'''

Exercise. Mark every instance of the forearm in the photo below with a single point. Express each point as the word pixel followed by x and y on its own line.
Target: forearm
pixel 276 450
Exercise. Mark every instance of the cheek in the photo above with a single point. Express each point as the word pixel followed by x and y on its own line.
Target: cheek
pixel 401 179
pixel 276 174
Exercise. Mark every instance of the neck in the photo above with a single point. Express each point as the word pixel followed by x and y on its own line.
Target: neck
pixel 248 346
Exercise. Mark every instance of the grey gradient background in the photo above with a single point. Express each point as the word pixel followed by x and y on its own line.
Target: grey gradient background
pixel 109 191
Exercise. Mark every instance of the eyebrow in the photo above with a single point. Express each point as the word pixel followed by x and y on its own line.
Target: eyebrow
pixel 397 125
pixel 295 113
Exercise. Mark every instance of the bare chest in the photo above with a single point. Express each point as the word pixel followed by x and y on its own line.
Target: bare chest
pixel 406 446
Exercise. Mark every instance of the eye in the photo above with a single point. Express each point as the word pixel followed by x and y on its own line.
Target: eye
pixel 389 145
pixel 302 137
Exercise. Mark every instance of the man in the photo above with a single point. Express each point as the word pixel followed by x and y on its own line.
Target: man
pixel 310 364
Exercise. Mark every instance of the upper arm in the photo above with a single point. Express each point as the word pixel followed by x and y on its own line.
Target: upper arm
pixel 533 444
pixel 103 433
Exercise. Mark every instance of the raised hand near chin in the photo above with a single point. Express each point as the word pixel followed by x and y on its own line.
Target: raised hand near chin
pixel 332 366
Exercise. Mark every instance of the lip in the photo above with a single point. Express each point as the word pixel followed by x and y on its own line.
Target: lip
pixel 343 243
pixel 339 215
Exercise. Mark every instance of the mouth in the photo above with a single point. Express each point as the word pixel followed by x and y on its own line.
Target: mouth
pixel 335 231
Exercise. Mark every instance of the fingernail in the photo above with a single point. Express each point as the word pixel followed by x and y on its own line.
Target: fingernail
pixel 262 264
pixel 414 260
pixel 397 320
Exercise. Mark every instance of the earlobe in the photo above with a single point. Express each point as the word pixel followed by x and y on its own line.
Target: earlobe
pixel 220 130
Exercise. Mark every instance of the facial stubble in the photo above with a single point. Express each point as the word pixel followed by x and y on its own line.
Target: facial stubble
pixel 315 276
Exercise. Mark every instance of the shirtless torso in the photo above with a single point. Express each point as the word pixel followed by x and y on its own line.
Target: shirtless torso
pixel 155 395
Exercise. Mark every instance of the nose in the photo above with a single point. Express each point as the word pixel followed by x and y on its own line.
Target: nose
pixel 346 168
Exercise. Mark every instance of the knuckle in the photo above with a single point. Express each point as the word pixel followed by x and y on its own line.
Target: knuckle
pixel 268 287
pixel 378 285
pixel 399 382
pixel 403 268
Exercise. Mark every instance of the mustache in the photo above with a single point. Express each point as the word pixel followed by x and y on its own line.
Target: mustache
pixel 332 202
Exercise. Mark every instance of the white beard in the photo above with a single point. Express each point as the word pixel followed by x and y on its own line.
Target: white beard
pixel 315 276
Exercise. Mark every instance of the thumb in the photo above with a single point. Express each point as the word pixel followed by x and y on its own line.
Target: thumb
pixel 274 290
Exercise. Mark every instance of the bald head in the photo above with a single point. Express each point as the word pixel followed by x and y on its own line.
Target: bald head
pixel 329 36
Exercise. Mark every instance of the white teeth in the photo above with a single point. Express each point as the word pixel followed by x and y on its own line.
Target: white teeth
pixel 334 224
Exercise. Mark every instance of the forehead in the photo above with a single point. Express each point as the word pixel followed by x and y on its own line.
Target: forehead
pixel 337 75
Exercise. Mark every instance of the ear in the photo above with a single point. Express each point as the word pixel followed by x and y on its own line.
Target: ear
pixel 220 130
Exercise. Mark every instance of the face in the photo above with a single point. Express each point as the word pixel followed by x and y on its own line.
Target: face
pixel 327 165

'''

◆ TASK GOAL
Put every line of the listing above into a JSON array of strings, one string per line, and leave out any blank lines.

◆ CORRECT RESPONSE
[
  "Exercise. Mark every instance of the forearm in the photo below with a single point. Express each point as the word pixel followed by x and y on its own line.",
  "Target: forearm",
  "pixel 276 450",
  "Exercise. Mark every instance of the cheek in the photo above with a single point. Express each point as the word pixel followed by x and y on its own line.",
  "Target: cheek",
  "pixel 401 179",
  "pixel 276 174",
  "Exercise. Mark every instance of the neck in the photo above with a single point. Express each point as the word pixel followed by x and y on its own line.",
  "Target: neck",
  "pixel 248 346",
  "Exercise. Mark every instance of the grey gradient background in the photo above with a single point. Express each point as the word pixel followed by x and y on its own line.",
  "Target: grey gradient background",
  "pixel 109 191",
  "Exercise. Mark every instance of the eyebrow in the photo above with a single point. Express each point as the word pixel followed by x and y on its own line.",
  "Target: eyebrow",
  "pixel 397 125",
  "pixel 295 113",
  "Exercise. Mark every instance of the bare chest in the photo above with a single point. Express each point as the word pixel followed by x and y on its own line.",
  "Target: bare chest",
  "pixel 406 446",
  "Exercise. Mark every instance of the eye in the photo above with a single point. Express each point as the word pixel followed by x and y on its own line.",
  "Target: eye",
  "pixel 389 145",
  "pixel 302 137",
  "Exercise. Mark every instance of the man in the photo above with a single point. Express each point as the word pixel followed by x and y on its own line.",
  "Target: man",
  "pixel 310 364",
  "Exercise. Mark every instance of the upper arm in the photo above with a single point. Express each point as the word pixel followed by x and y on its own line.",
  "Target: upper arm",
  "pixel 533 444",
  "pixel 103 433",
  "Exercise. Mark every instance of the raised hand near chin in the photo above with a single point. Express each point as the word pixel followed by x and y on its own line.",
  "Target: raised hand near chin",
  "pixel 332 366",
  "Exercise. Mark every instance of the lip in the photo above with a single point. Express each point as the word pixel followed by x and y on its own line.",
  "Target: lip",
  "pixel 343 243",
  "pixel 339 215",
  "Exercise. Mark every instance of the mouth in the photo above with a single point. Express each point as the word pixel followed by x and y on its own line.",
  "Target: mouth",
  "pixel 335 231",
  "Exercise. Mark every instance of the fingernail in the photo above with a single point. Express each point as the word pixel followed by x and y on its own line.",
  "Target: fingernail",
  "pixel 262 264",
  "pixel 414 260",
  "pixel 397 320",
  "Exercise. Mark every instance of the earlobe in the photo above with a single point. Express each point as the word pixel followed by x and y on its own line.",
  "Target: earlobe",
  "pixel 220 130",
  "Exercise. Mark every instance of the facial stubble in the photo above with a single point. Express each point as the word pixel followed by x and y on its own line.",
  "Target: facial stubble",
  "pixel 315 276",
  "Exercise. Mark every instance of the shirtless torso in the photo above with a single point. Express each point as the word pixel followed by x and y on its own line.",
  "Target: shirtless torso",
  "pixel 155 395",
  "Exercise. Mark every instance of the nose in the photo above with a single point. Express each point as the word pixel followed by x and y on its own line.",
  "Target: nose",
  "pixel 346 168",
  "Exercise. Mark every instance of the knuckle in the photo above with a single point. Express each point as the word pixel followed by x and y on its own line.",
  "Target: knuckle",
  "pixel 268 287",
  "pixel 378 285",
  "pixel 399 382",
  "pixel 403 268",
  "Exercise. Mark every instance of the mustache in the photo above with a single point. Express each point as the word pixel followed by x and y on its own line.",
  "Target: mustache",
  "pixel 332 202",
  "Exercise. Mark every instance of the white beard in the photo above with a single point. Express each point as the word pixel followed by x and y on its own line.",
  "Target: white beard",
  "pixel 315 276",
  "Exercise. Mark every instance of the thumb in the photo above with a single point. Express each point as the word pixel followed by x and y on its own line.",
  "Target: thumb",
  "pixel 274 290",
  "Exercise. Mark every instance of the bald head in the photo above with a single point. Express each point as the word pixel followed by x and y on its own line.",
  "Target: bald head",
  "pixel 329 36",
  "Exercise. Mark every instance of the white teeth in the photo above with a single point. Express each point as the word pixel followed by x and y on its own line.",
  "Target: white teeth",
  "pixel 334 224",
  "Exercise. Mark every instance of the forehead in the photo above with a single point. Express each point as the word pixel followed by x and y on its own line.",
  "Target: forehead",
  "pixel 337 75",
  "Exercise. Mark every instance of the ear in the photo above with a single point. Express each point as the word pixel followed by x and y on its own line.",
  "Target: ear",
  "pixel 220 130",
  "Exercise. Mark every instance of the face in the photo above with a single point. Express each point as the word pixel followed by x and y on its own line.",
  "Target: face",
  "pixel 327 165"
]